_Text passage:_

Another expert, the Chief Medical Director of Ekiti State University Teaching Hospital, Ado Ekiti, Dr Patrick Adegun, said examination under microscope by qualified pathologists remained the best way to detect the disease for better treatment.

Adegun said the symptoms varied and depended largely on where the lump was located in the body, saying: “Symptoms of cancer depend on where it is located. That of ovarian cancer is different from that of prostate and breast, so to all other part of the body.

“But it is always very imperative to detect the familiar cases, I mean the possibilities of detecting those growths that have the likelihood of growing into cancer in the body,” he said.

The CMD hinted that family history or hereditary factor, could also indicate the likelihood of a person to contact the ailment. Ondo State Governor, Dr Olusegun Mimiko, also a medical practitioner, advised women to engage in regular medical check of their breasts in order to prevent breast cancer, saying early detection of cancer before its spread was the only guarantee for safety against the deadly disease The trend was, no doubt, the reason medical and health workers in Ekiti State called on governments to place high premium on researches targeted at exposing professionals in the health sector to new innovations.

_Dataset records:_
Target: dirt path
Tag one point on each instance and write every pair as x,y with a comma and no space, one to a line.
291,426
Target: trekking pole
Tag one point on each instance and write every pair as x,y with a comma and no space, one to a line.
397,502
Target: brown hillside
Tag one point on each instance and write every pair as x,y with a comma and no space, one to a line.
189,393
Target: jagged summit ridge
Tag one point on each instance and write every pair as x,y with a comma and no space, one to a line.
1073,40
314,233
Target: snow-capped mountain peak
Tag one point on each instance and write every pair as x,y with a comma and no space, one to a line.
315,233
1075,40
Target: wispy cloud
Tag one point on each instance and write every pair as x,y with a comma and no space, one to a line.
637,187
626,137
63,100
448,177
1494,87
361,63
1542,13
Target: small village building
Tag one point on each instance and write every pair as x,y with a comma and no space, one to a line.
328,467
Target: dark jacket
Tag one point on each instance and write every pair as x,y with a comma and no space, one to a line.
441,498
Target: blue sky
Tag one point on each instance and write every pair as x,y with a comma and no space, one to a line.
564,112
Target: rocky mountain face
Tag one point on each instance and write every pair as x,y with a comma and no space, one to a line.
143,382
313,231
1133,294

---

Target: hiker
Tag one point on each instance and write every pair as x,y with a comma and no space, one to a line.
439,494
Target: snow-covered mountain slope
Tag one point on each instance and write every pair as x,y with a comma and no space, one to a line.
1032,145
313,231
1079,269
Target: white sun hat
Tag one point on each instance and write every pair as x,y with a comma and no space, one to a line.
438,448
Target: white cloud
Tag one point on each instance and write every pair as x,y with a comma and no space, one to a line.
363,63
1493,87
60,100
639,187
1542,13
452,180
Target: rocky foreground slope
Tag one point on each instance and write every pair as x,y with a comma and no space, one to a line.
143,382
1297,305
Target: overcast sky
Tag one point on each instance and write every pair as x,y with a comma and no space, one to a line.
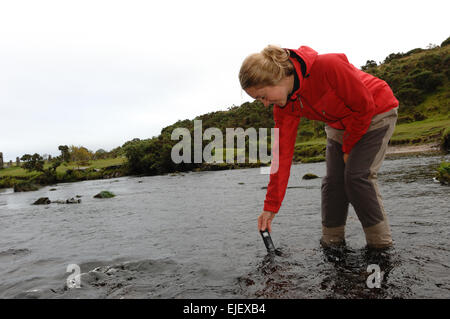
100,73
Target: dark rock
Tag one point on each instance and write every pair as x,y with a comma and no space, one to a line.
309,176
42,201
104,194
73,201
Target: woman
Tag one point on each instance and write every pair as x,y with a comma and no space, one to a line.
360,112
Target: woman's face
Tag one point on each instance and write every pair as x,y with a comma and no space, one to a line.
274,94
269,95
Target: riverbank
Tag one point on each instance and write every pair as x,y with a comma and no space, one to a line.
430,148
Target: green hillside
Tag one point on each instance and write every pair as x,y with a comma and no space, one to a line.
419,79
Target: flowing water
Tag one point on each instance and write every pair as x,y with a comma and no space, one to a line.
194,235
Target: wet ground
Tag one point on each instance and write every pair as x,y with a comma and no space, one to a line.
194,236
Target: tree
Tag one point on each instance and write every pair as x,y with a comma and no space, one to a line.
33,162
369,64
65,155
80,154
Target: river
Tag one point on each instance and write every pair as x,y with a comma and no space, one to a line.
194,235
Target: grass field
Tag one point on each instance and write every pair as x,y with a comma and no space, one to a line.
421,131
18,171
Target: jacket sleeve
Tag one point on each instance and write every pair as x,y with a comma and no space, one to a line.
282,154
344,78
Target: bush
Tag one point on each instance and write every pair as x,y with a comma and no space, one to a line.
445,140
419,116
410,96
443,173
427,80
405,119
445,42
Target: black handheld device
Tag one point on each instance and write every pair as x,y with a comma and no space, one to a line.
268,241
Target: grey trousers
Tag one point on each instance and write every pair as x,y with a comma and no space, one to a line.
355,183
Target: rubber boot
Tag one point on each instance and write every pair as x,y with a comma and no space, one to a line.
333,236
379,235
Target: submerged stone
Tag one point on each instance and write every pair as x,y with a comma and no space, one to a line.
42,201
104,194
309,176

_Parts of the exercise:_
**1)** Restate the cancer detection passage from "The CMD hinted" up to and including "to new innovations.", switching "CMD" to "hospital director".
**2)** In the cancer detection passage, what did Dr Patrick Adegun say was the best way to detect the disease?
**3)** Extend the cancer detection passage beyond its final sentence.

_Responses by item number:_
**1)**
The hospital director hinted that family history or hereditary factor, could also indicate the likelihood of a person to contact the ailment. Ondo State Governor, Dr Olusegun Mimiko, also a medical practitioner, advised women to engage in regular medical check of their breasts in order to prevent breast cancer, saying early detection of cancer before its spread was the only guarantee for safety against the deadly disease The trend was, no doubt, the reason medical and health workers in Ekiti State called on governments to place high premium on researches targeted at exposing professionals in the health sector to new innovations.

**2)** Examination under microscope by qualified pathologists.

**3)**
The workers under the aegis of Medical and Health Workers’ Union of Nigeria in Ekiti State said the deaths of prominent Nigerians owing to curable and preventable diseases in recent time was a challenge to governments in the country to increase funding for the encouragement of research in the health sector.

Their chairman, Comrade Comrade Ade Adesanmi, said at a press conference in commemoration of the union’s week celebrations in Ado Ekiti that it was high time the governments changed their attitudes on funding of the health sector in the interest of saving lives.

Similarly, the Alliance of NGOs on Environment and Public Health (ANEPH) has urged the Ekiti State Government to set up a cancer screening centre in honour of its late deputy governor.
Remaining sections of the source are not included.